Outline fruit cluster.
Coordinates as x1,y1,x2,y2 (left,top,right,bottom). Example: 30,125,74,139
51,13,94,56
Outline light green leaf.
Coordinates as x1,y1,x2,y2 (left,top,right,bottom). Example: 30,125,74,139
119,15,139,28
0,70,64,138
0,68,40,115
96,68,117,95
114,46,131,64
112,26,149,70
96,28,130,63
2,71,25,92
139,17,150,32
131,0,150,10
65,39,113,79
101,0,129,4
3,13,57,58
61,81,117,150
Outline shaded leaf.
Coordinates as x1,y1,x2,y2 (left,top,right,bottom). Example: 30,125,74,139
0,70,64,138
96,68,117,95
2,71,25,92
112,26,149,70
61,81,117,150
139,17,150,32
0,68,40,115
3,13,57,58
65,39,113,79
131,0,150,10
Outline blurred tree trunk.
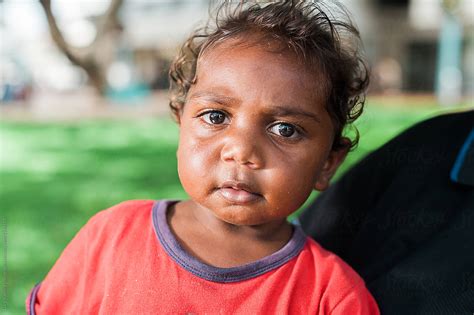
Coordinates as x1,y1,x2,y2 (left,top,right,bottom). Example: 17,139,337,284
39,0,123,95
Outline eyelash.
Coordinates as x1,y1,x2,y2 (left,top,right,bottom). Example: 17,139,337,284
197,109,303,141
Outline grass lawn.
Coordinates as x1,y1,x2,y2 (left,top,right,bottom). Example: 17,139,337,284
0,101,460,314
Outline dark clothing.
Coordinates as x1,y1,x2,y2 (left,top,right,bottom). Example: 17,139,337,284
299,111,474,314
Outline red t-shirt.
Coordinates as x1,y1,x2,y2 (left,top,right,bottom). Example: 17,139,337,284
26,201,379,315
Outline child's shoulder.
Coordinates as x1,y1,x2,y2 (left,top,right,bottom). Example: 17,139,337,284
302,237,364,285
301,237,372,304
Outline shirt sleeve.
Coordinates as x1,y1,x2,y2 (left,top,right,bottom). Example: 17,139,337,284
26,212,109,315
330,284,380,315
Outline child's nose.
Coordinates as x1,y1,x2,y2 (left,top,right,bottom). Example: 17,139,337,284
221,129,263,169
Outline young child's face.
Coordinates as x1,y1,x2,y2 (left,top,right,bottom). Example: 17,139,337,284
177,40,345,225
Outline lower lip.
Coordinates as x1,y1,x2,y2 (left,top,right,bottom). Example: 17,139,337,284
219,188,260,204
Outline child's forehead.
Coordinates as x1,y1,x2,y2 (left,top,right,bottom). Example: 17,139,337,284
197,33,321,75
196,37,328,98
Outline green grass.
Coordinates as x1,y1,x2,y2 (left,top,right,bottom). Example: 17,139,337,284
0,102,452,314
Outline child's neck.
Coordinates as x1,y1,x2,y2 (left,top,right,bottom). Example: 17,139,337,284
167,201,292,268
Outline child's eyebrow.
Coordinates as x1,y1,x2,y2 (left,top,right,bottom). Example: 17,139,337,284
185,91,237,105
270,106,321,123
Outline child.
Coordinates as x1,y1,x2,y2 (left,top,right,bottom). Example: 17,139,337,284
27,1,378,314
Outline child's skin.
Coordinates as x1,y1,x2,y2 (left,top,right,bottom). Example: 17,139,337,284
168,35,347,268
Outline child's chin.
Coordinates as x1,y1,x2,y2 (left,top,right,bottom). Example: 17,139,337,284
215,210,265,226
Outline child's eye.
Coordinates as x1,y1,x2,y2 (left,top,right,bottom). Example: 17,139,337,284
200,110,229,125
269,123,299,138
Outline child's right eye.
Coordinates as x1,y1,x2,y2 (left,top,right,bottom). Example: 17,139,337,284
200,110,229,125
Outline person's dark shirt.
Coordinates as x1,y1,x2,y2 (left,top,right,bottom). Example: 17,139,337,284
299,111,474,314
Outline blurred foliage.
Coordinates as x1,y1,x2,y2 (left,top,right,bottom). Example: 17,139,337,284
0,102,452,314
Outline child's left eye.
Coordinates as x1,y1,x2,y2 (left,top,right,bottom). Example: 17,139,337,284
269,123,300,138
200,110,229,125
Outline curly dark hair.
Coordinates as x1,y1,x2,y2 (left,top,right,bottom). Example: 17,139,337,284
169,0,369,150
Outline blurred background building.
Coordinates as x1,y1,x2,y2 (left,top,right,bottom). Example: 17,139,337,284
0,0,474,118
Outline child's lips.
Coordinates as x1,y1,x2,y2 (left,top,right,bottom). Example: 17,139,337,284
218,181,262,204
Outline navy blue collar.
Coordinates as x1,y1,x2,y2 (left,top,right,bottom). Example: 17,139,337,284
152,200,306,283
450,128,474,186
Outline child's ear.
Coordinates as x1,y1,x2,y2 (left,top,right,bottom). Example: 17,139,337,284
314,138,351,191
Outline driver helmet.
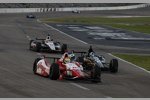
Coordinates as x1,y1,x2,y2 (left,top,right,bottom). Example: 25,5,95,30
64,57,70,64
69,52,76,61
46,35,51,41
90,52,95,57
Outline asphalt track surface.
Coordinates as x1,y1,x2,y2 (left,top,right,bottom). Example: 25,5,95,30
0,7,150,98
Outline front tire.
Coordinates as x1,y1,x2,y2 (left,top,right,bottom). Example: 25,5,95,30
61,44,67,54
109,59,118,73
91,65,101,83
35,42,41,52
49,63,60,80
33,58,41,74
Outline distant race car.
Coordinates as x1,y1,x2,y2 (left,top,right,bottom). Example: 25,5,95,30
33,52,101,82
77,52,118,73
29,35,67,53
26,14,36,18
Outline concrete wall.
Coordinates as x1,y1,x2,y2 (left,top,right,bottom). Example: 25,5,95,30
0,4,150,13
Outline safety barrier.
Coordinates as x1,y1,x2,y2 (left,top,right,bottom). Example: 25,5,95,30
0,4,150,13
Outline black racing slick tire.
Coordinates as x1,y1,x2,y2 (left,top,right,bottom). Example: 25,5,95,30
61,44,67,54
29,40,34,50
91,65,101,83
33,58,41,74
35,42,41,52
109,59,118,73
49,63,60,80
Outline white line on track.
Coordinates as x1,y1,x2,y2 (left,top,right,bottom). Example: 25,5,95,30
26,35,31,40
44,23,88,44
108,53,150,73
70,83,90,90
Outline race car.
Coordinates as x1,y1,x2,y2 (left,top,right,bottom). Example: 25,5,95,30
33,52,101,82
29,35,67,54
77,52,118,73
72,9,81,14
26,14,36,18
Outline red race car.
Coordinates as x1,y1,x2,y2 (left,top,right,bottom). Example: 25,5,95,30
33,52,101,82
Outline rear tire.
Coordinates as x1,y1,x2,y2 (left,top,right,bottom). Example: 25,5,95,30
109,59,118,73
61,44,67,54
91,65,101,83
49,63,60,80
33,58,41,74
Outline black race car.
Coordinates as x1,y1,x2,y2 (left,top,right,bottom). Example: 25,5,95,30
76,52,118,73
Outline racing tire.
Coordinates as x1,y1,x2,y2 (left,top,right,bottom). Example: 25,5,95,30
29,40,34,50
109,59,118,73
33,58,41,74
91,65,101,83
61,44,67,54
77,57,84,63
49,63,60,80
35,42,41,52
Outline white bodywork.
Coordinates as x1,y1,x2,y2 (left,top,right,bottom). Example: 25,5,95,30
45,41,56,50
65,63,84,78
93,56,104,68
37,59,50,74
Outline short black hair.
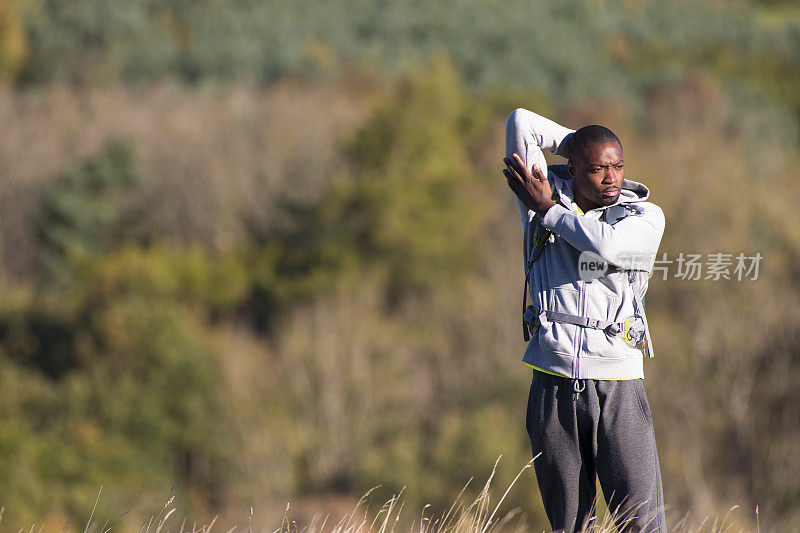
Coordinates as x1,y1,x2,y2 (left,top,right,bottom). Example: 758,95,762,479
569,124,622,161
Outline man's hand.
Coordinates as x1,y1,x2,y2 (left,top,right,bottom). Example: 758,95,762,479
503,154,555,217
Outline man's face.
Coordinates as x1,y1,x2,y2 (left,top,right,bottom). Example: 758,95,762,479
569,142,625,211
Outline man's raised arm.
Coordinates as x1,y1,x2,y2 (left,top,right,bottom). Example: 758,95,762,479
506,108,575,224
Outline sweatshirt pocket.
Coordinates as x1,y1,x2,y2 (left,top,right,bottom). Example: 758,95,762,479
581,296,629,357
539,287,579,357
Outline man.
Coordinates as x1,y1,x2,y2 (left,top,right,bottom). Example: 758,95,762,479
503,109,666,532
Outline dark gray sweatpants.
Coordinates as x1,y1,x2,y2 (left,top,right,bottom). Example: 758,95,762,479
526,371,667,532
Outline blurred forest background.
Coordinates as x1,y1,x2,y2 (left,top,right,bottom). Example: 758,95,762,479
0,0,800,531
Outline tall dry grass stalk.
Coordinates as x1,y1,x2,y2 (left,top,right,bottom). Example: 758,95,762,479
7,456,760,533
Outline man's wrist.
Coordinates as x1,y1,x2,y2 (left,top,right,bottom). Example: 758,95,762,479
535,200,556,218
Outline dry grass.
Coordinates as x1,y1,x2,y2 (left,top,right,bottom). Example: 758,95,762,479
0,457,760,533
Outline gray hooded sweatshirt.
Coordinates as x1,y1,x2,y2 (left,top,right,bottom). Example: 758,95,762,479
506,109,664,379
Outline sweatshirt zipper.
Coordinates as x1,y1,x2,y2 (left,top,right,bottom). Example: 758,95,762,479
572,279,586,399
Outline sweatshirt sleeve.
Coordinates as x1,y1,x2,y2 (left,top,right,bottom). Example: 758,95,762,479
505,107,575,224
542,202,664,272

TASK DETAILS:
Repeat the lines of the records from the one containing "Outline sweatshirt sleeve." through the end of the records, inclusive, without any changes.

TASK OUTPUT:
Outline sweatshirt sleeve.
Coordinates as x1,y1,x2,y2 (left,top,right,bottom). Example: 758,95,762,479
505,107,575,224
542,202,664,272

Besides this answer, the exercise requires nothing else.